§ **Given records**
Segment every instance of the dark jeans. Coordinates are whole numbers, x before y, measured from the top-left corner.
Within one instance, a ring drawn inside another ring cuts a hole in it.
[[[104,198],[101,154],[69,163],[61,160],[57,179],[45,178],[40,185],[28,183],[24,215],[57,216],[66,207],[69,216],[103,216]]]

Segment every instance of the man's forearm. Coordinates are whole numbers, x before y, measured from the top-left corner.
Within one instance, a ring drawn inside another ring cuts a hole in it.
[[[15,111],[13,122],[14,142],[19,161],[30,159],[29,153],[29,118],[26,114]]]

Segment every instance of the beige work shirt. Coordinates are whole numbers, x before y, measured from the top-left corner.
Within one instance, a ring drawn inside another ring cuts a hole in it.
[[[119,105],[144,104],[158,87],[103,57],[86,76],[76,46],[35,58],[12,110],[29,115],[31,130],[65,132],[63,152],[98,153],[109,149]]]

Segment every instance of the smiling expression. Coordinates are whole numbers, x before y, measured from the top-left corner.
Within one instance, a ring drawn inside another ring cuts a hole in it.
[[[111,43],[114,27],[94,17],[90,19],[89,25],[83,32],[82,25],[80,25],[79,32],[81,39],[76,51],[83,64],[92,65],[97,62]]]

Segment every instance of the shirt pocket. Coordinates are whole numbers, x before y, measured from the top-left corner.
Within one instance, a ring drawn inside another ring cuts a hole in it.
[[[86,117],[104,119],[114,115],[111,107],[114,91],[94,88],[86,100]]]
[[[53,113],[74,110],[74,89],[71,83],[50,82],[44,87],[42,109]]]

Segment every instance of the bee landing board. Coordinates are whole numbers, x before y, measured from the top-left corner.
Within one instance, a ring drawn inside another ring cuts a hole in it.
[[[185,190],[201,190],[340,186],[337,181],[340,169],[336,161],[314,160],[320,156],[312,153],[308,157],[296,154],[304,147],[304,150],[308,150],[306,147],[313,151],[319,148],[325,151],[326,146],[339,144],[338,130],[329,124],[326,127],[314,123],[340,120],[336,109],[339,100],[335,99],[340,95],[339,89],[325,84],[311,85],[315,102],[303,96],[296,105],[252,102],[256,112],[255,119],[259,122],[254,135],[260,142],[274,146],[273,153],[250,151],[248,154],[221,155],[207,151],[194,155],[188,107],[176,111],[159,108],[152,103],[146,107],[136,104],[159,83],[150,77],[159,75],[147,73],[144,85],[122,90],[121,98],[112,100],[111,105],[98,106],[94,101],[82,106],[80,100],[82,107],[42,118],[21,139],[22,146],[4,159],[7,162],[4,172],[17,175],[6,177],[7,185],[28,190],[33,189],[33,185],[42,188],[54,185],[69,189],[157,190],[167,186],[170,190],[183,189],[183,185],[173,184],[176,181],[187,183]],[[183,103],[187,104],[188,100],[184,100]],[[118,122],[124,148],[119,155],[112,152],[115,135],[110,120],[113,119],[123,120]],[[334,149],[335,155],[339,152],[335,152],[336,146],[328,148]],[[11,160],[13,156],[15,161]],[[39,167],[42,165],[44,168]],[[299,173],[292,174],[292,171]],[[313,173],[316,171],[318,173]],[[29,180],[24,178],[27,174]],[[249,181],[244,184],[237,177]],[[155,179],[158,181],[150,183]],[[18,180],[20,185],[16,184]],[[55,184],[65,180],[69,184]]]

§ **What to do**
Reproduce the material from the line containing "Segment every instance of the bee" through the end of the material, both ends included, with requests kept. Increase every coordinate in the polygon outlines by 104.

§ **Task response**
Segment every instance of the bee landing board. Coordinates are whole numbers, x before y, measured from the top-left corner.
Within one instance, a ring drawn inside another ring cuts a hole in it.
[[[289,294],[305,294],[444,290],[441,285],[444,273],[440,265],[418,264],[424,260],[416,257],[412,261],[400,258],[408,251],[408,254],[412,254],[410,251],[417,255],[423,252],[429,255],[430,250],[443,248],[442,234],[433,228],[430,231],[418,227],[444,224],[440,213],[443,204],[439,203],[444,199],[443,193],[429,188],[415,189],[419,206],[407,200],[400,209],[356,206],[360,216],[359,223],[363,226],[358,239],[364,246],[378,250],[377,257],[354,255],[352,258],[325,259],[311,255],[298,259],[292,211],[280,215],[263,212],[256,207],[250,211],[240,208],[263,187],[254,181],[263,179],[251,177],[248,189],[226,194],[225,202],[216,204],[215,209],[202,210],[198,205],[186,210],[184,204],[186,211],[146,222],[125,243],[126,250],[108,263],[111,266],[108,276],[121,279],[110,281],[111,289],[132,294],[137,293],[137,289],[146,292],[158,289],[173,293],[261,294],[271,290],[274,294],[287,293],[287,289],[277,288],[280,285],[291,287]],[[287,207],[291,208],[292,204],[288,204]],[[222,226],[228,252],[223,259],[216,256],[219,239],[214,224],[217,223],[227,224]],[[438,253],[439,259],[443,256],[439,256],[440,250],[432,252]],[[115,264],[117,260],[119,265]],[[143,271],[146,269],[148,272]],[[403,277],[396,278],[396,275]],[[417,277],[420,275],[422,277]],[[133,284],[128,282],[131,278]],[[353,285],[348,288],[341,281]],[[259,283],[262,285],[254,287]],[[122,284],[124,289],[120,288]],[[159,288],[169,284],[173,288]]]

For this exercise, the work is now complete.